-- START --

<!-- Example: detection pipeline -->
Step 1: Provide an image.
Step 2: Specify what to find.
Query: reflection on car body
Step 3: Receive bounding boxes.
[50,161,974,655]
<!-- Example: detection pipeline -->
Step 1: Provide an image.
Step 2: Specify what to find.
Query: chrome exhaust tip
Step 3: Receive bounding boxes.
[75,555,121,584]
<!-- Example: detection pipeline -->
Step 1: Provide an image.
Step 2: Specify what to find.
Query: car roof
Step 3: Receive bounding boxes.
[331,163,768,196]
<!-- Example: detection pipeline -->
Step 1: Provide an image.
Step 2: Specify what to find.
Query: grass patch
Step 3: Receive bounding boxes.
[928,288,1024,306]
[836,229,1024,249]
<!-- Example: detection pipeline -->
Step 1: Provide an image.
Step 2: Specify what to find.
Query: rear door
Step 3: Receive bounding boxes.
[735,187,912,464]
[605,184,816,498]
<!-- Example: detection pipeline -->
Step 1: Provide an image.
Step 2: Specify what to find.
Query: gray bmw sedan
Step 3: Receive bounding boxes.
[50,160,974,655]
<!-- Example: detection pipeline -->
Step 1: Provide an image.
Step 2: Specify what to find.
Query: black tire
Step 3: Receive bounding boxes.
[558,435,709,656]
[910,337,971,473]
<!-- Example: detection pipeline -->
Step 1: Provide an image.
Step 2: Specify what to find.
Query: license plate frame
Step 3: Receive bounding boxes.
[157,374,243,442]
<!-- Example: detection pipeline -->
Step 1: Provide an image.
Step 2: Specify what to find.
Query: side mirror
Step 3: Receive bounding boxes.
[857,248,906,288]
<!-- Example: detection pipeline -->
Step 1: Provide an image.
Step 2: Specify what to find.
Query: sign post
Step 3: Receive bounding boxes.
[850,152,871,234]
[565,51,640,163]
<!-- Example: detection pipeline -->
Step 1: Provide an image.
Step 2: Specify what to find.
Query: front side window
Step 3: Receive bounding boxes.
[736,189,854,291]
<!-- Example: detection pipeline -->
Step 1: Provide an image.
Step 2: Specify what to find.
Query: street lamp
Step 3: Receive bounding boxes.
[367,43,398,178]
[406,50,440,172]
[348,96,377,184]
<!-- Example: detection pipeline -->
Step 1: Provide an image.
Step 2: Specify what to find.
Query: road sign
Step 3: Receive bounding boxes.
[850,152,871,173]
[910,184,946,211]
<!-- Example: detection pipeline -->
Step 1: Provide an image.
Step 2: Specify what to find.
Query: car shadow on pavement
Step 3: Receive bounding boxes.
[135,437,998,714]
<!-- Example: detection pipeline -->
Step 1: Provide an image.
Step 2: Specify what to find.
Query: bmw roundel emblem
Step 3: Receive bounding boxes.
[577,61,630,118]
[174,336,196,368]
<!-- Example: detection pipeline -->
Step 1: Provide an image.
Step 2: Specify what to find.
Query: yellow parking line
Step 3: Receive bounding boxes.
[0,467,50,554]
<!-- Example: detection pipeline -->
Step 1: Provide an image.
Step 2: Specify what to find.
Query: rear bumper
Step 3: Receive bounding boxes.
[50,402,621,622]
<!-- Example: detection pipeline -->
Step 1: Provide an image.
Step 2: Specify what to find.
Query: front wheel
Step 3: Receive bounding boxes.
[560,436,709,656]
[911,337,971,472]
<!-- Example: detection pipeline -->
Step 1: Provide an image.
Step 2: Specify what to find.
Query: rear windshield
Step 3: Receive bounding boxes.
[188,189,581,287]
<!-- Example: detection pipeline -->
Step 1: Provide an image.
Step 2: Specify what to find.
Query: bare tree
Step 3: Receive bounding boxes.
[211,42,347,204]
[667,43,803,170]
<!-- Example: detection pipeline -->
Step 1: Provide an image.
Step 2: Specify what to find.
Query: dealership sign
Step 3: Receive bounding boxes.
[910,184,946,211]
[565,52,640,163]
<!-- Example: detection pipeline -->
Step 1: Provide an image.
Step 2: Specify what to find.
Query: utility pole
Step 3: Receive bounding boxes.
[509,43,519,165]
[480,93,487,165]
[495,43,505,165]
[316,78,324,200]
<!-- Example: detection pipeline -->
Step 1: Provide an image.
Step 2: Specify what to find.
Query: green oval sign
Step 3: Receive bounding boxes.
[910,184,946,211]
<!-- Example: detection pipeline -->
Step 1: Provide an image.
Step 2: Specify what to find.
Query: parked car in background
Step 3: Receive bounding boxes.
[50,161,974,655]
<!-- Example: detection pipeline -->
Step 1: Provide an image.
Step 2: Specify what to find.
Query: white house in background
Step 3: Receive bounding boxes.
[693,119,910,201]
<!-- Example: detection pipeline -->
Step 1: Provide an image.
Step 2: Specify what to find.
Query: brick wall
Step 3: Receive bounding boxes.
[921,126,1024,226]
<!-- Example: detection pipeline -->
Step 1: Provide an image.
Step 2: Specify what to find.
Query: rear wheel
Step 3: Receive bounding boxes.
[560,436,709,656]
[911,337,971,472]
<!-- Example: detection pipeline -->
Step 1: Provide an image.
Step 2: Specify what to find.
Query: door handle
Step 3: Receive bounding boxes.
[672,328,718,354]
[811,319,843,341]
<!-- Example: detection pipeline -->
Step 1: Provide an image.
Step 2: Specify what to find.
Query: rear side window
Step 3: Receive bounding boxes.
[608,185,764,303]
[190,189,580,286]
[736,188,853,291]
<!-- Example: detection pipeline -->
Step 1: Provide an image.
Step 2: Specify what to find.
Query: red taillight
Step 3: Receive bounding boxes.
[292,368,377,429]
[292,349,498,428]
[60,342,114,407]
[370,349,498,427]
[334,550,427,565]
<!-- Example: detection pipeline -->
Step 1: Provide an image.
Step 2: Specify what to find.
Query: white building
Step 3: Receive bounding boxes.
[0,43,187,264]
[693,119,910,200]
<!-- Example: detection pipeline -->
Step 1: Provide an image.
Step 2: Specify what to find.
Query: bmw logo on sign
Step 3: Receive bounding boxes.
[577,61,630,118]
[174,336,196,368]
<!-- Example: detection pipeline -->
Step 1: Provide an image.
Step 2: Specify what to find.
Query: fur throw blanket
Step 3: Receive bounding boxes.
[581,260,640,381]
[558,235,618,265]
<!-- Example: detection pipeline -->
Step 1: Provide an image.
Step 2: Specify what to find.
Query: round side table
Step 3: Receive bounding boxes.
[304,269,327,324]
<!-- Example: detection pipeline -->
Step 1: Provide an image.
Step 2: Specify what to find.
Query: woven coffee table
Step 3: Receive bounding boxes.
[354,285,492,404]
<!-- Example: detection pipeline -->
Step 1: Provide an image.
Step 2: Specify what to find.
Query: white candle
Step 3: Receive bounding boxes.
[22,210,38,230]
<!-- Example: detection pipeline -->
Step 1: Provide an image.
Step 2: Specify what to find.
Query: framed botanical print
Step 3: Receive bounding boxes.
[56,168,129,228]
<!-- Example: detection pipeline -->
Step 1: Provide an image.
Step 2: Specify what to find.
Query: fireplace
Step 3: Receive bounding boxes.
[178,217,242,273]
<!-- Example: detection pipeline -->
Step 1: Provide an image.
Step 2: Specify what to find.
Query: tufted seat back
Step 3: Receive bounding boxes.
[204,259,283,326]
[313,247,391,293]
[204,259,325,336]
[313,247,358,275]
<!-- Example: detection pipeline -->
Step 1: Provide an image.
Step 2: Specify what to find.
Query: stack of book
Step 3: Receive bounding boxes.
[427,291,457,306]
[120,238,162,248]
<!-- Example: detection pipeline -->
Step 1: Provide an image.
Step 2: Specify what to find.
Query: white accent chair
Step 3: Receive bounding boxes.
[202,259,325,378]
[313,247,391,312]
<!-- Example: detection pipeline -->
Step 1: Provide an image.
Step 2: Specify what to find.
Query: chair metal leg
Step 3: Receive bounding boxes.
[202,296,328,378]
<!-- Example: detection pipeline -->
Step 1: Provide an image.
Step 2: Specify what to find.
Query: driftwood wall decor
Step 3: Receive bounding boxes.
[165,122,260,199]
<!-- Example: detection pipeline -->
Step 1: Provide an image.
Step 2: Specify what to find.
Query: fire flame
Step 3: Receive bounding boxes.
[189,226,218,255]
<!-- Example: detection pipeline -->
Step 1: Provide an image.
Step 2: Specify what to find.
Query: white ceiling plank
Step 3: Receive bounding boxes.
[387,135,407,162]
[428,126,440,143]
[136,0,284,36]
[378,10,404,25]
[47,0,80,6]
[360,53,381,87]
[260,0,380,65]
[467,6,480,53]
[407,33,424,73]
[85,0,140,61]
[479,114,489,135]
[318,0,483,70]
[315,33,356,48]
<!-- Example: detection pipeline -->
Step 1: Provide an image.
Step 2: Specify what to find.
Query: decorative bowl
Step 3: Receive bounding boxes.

-- END --

Give the listing as a Markdown table with columns Row and Entry. Begin at the first line of the listing and stop after the line containing "[605,184,816,498]", numbering each row and leaving out blank lines.

→ SOLVED PROBLEM:
| Row | Entry |
|---|---|
| 1 | <!-- Example: detection pipeline --> |
| 2 | Step 1: Provide an image. |
| 3 | Step 2: Specify what to find. |
| 4 | Query: reflection on car body |
| 5 | Step 3: Receive bounding boxes. |
| 6 | [50,161,974,655] |
| 7 | <!-- Example: detection pipeline --> |
| 8 | Step 1: Provide an image. |
| 9 | Step 2: Specify what to find. |
| 10 | Query: chrome exhaust tip |
| 11 | Step 3: Receive bounding boxes. |
| 12 | [75,555,121,584] |
| 13 | <!-- Example: detection pipeline --> |
| 14 | Step 1: Provide an image. |
| 15 | Step 2: Specify what to find. |
| 16 | Query: car roof |
| 17 | Step 3: Receive bounding boxes. |
| 18 | [331,163,768,196] |
| 19 | <!-- Example: detection pipeline --> |
| 20 | Step 1: Provide an image. |
| 21 | Step 2: Specify what to find. |
| 22 | Query: grass patch |
| 23 | Step 3: Receive bounding boxes. |
| 24 | [928,288,1024,306] |
| 25 | [836,229,1024,249] |
| 26 | <!-- Example: detection pipeline --> |
| 27 | Step 1: Provide an image. |
| 28 | Step 2: Specify what to find. |
| 29 | Query: rear door |
| 30 | Step 3: Receive bounding boxes. |
| 31 | [735,187,912,464] |
| 32 | [605,184,816,498] |